### INPUT FOR THIS TASK

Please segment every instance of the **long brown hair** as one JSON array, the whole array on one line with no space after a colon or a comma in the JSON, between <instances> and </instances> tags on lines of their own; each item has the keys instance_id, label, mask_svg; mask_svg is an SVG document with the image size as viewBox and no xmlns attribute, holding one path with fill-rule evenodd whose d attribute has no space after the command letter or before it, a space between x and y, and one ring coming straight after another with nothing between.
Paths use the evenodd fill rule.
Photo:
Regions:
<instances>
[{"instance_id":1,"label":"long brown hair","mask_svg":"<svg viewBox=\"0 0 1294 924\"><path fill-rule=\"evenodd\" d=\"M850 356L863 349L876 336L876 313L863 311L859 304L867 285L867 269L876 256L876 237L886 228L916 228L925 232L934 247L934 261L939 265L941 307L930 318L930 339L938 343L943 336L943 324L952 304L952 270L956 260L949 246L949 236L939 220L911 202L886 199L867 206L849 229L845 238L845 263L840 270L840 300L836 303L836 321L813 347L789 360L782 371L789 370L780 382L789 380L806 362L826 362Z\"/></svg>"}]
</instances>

######

### YOUR INSTRUCTIONS
Copy the lines above without changing anything.

### SOLUTION TO THE PROBLEM
Please segment every instance of the **long brown hair** as one JSON array, the whole array on one line with no space after a colon or a comma in the JSON, between <instances> and </instances> tags on lines of their own; each item has the keys instance_id, label, mask_svg; mask_svg is an SVG document with the image size as viewBox and no xmlns attribute, holding one path with fill-rule evenodd whose d attribute has no space after the command letter or before it, a space between x and y, and one ring coming straight after another with nothing between.
Paths use the evenodd fill rule.
Photo:
Regions:
<instances>
[{"instance_id":1,"label":"long brown hair","mask_svg":"<svg viewBox=\"0 0 1294 924\"><path fill-rule=\"evenodd\" d=\"M850 356L863 349L876 336L876 313L863 311L859 304L867 285L867 269L876 256L876 237L886 228L916 228L925 232L934 247L934 261L939 265L941 307L930 318L930 339L938 343L943 336L943 324L952 304L952 270L956 260L949 246L949 236L939 220L911 202L886 199L867 206L849 229L845 238L845 263L840 270L840 300L836 303L836 321L813 347L789 360L782 371L789 370L780 382L789 380L806 362L826 362Z\"/></svg>"}]
</instances>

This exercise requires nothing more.